(Saved data entries)
******************************
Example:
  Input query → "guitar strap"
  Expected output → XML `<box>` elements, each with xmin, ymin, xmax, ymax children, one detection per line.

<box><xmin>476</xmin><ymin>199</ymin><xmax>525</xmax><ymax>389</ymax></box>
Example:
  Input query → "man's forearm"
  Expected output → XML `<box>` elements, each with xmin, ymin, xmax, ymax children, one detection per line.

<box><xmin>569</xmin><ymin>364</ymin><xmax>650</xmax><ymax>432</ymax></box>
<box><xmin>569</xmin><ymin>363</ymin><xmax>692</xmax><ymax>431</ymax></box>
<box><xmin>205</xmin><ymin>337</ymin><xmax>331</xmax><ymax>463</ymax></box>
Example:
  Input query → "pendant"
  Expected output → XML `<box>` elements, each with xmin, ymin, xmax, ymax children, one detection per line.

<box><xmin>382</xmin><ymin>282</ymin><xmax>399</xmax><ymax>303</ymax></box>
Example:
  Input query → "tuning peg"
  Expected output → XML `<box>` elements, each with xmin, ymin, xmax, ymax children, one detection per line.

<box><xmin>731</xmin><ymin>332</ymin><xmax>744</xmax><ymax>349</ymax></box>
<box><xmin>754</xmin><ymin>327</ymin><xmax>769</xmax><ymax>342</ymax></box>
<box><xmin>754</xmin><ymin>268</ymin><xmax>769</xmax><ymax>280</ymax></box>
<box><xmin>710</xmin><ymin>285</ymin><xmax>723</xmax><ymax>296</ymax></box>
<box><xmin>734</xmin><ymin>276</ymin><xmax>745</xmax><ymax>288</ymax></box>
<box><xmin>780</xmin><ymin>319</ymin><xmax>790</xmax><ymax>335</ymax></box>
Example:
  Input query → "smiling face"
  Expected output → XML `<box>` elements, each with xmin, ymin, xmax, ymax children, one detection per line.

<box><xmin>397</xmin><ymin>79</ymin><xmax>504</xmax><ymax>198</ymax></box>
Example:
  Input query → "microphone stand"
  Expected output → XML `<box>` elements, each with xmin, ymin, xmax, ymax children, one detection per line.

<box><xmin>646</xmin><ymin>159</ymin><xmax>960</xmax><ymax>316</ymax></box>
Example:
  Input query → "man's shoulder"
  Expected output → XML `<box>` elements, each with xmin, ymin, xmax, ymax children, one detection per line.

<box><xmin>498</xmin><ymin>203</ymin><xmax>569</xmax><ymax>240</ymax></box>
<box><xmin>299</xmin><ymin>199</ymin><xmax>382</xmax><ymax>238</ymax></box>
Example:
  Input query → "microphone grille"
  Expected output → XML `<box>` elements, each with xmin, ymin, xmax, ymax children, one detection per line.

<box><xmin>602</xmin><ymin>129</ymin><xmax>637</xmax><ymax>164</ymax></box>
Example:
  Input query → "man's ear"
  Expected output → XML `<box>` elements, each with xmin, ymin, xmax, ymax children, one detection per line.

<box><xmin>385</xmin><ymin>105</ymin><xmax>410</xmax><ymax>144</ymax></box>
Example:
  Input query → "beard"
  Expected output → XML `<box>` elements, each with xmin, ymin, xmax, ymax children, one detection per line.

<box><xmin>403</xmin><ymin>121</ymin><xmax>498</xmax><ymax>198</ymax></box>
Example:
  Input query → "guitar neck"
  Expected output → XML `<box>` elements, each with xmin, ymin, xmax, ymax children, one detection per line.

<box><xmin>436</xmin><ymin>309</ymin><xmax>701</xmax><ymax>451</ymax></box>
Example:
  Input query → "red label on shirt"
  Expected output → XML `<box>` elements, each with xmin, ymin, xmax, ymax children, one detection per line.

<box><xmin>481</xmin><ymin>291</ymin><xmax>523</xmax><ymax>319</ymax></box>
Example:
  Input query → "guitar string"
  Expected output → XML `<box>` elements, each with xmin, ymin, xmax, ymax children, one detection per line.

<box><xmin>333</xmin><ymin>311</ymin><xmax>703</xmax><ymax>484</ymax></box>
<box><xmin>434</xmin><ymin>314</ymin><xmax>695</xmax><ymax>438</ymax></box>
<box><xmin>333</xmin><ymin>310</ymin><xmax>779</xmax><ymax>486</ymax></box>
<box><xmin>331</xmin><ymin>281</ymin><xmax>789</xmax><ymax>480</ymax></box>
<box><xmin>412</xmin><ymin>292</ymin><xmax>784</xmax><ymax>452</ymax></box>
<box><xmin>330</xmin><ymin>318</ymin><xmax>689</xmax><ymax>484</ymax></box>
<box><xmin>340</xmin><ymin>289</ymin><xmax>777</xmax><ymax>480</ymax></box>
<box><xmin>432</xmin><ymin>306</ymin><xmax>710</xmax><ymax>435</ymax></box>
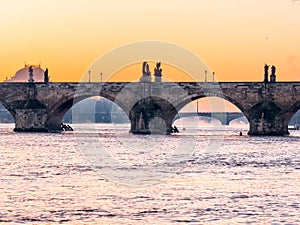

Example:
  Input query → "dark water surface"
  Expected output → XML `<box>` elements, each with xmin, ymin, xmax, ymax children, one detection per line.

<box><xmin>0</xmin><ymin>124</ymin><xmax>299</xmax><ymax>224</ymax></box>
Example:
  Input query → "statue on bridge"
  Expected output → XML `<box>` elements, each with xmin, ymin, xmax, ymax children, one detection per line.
******************************
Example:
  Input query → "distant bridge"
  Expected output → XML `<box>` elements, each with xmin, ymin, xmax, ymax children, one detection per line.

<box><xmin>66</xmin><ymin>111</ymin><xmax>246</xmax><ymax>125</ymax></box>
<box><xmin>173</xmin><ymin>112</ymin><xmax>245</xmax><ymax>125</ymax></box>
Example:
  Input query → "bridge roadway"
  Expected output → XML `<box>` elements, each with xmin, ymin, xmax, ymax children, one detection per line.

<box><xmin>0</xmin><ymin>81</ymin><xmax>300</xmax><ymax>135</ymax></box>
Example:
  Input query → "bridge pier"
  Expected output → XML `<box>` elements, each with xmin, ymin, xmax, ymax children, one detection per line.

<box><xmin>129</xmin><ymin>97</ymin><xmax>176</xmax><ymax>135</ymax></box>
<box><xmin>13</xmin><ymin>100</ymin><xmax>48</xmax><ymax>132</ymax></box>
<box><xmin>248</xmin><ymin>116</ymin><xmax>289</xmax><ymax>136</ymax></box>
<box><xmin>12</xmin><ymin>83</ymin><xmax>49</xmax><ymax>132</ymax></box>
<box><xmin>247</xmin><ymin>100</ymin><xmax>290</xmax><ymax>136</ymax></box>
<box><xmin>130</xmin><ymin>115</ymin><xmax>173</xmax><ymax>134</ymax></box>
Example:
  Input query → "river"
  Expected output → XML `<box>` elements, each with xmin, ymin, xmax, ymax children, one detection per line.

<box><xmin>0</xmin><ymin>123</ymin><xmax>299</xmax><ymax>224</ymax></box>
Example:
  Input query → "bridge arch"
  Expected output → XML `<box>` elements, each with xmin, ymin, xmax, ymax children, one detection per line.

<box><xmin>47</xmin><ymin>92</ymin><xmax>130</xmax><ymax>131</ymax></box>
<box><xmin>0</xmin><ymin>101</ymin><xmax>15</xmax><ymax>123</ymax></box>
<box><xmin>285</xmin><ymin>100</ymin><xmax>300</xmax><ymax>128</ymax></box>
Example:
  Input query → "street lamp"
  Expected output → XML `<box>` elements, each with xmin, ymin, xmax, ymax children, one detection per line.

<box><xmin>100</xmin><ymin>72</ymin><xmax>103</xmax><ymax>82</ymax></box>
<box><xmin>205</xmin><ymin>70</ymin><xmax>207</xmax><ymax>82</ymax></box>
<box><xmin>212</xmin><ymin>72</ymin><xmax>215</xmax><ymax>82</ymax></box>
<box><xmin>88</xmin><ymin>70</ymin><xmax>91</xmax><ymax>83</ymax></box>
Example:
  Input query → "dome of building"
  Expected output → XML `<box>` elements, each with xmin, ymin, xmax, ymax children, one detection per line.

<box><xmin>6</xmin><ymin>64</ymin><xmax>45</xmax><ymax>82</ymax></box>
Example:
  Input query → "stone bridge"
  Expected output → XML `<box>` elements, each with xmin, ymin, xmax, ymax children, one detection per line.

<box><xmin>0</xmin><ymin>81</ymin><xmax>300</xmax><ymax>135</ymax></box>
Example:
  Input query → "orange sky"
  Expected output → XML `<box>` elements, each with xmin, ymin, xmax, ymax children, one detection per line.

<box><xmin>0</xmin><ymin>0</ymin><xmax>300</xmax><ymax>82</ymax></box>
******************************
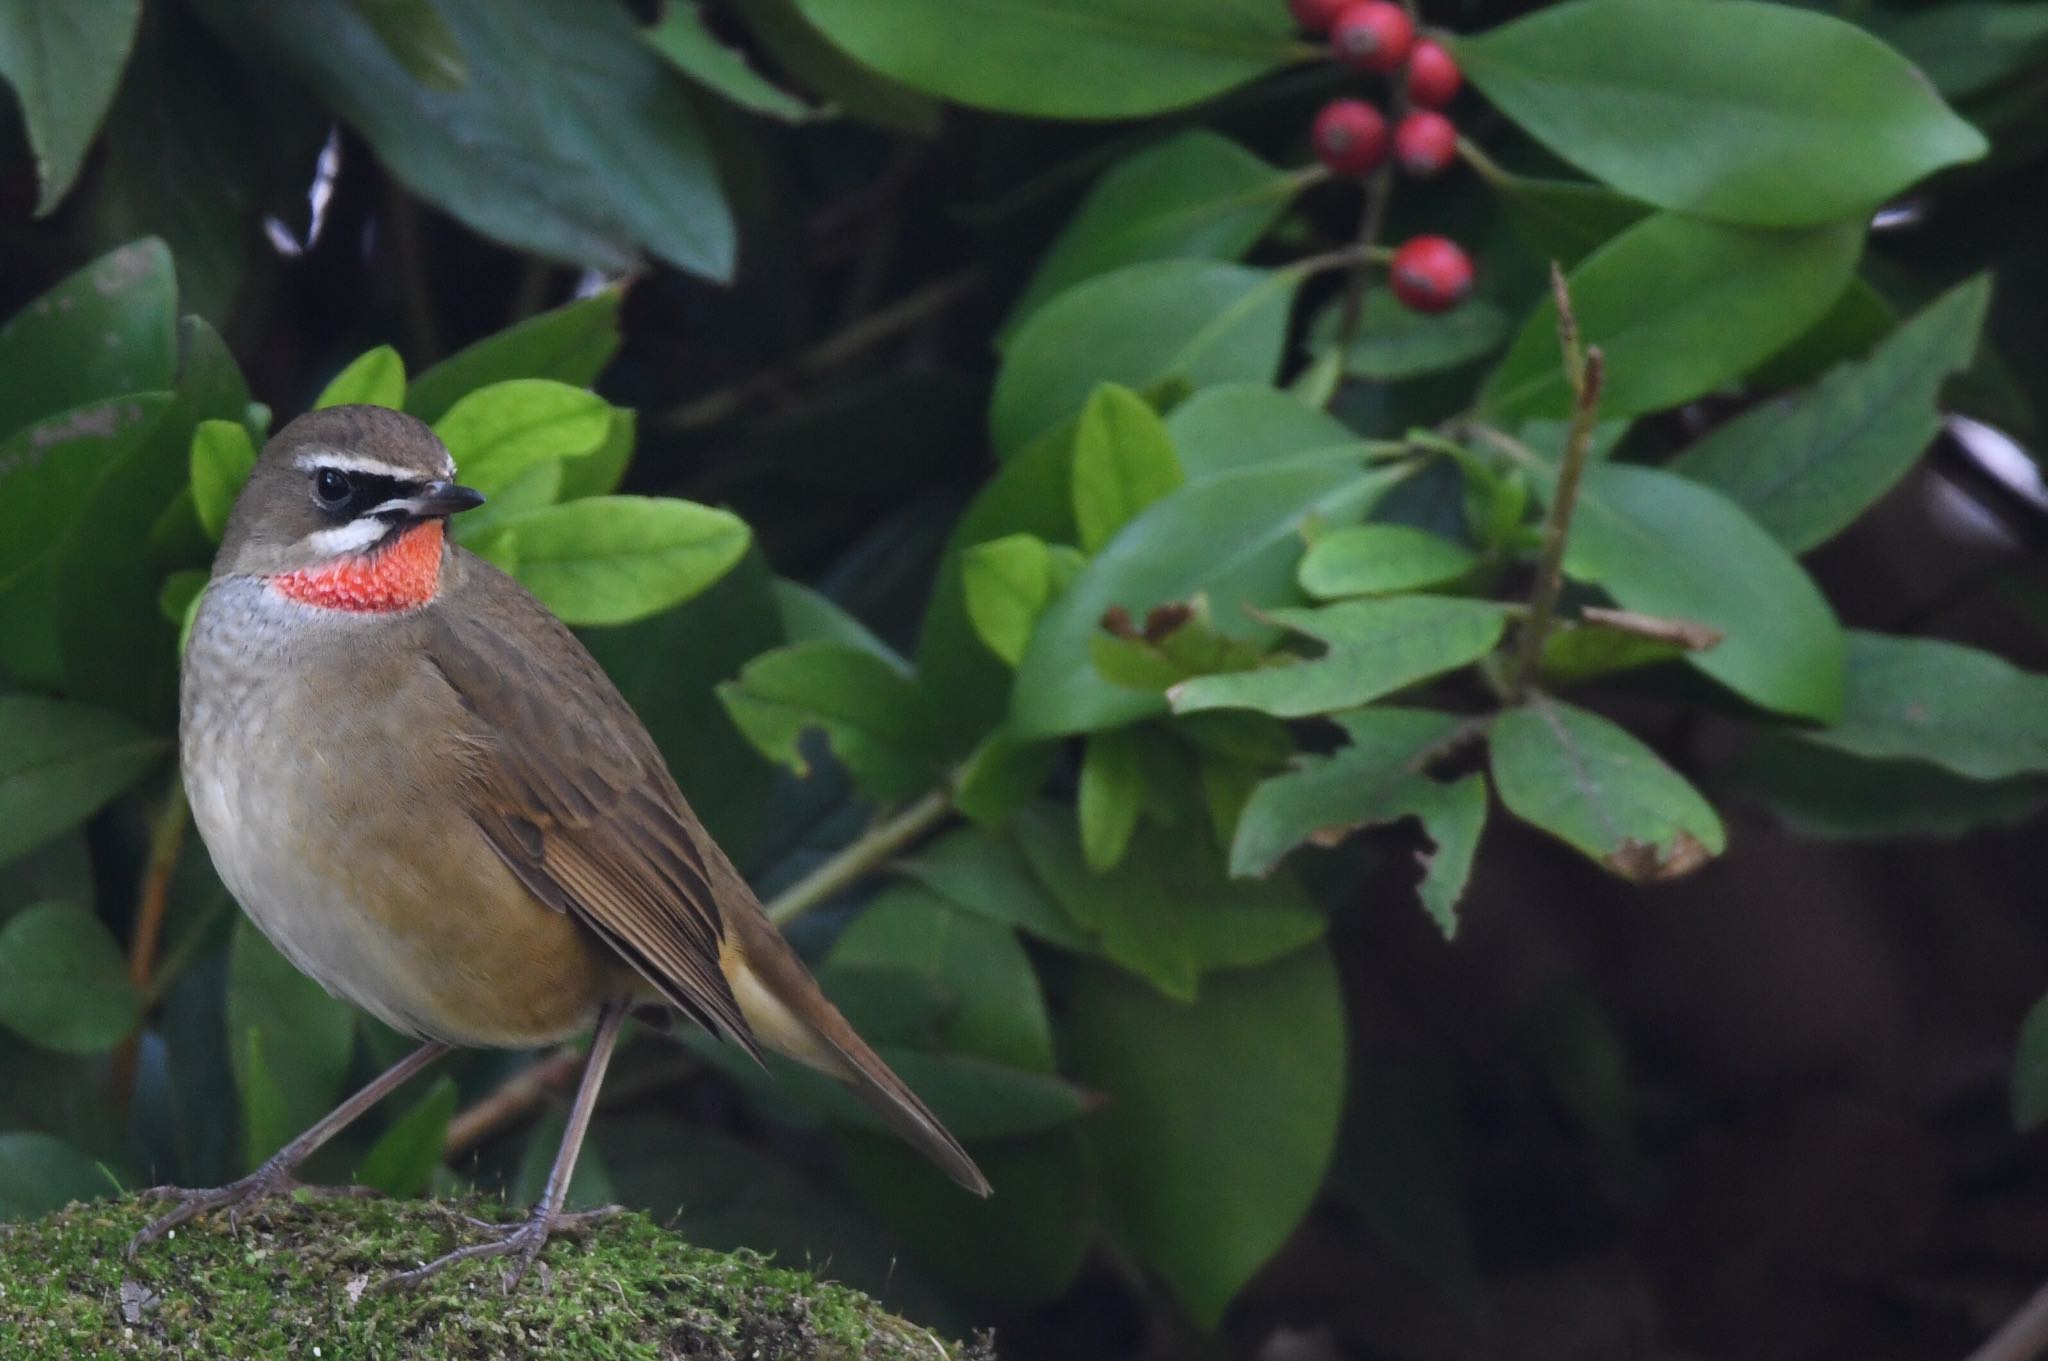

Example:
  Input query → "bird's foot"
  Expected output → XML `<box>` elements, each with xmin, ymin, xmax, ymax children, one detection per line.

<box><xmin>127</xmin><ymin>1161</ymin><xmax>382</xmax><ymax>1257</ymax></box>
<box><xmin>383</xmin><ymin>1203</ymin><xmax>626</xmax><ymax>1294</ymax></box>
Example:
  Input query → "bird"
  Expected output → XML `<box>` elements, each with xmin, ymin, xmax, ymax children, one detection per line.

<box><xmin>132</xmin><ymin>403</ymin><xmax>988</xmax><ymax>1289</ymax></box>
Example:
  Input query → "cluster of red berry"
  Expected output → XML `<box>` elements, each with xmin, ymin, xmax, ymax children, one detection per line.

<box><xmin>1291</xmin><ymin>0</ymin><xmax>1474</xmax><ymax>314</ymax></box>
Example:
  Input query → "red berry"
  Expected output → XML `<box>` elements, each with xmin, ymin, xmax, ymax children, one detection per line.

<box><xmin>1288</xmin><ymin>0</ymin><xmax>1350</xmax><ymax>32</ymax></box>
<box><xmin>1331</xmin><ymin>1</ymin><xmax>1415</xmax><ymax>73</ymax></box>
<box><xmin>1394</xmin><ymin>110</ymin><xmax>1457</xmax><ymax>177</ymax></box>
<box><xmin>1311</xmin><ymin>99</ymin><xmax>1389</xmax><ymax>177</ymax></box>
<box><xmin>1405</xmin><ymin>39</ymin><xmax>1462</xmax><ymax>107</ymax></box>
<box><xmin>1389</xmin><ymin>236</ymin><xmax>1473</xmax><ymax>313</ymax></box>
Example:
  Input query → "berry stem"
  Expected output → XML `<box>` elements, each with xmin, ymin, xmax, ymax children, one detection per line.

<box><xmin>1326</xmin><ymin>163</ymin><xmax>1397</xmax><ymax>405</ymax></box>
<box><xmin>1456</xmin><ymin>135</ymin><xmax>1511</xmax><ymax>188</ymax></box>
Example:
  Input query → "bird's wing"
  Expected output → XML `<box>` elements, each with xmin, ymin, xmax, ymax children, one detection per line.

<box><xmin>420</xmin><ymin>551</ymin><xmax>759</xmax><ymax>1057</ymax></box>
******************************
__What to work on__: Display each line of the data where "berry" occurs.

__Result below__:
  Input query → "cluster of red berry"
  Input query → "red berry"
  Input query → "berry stem"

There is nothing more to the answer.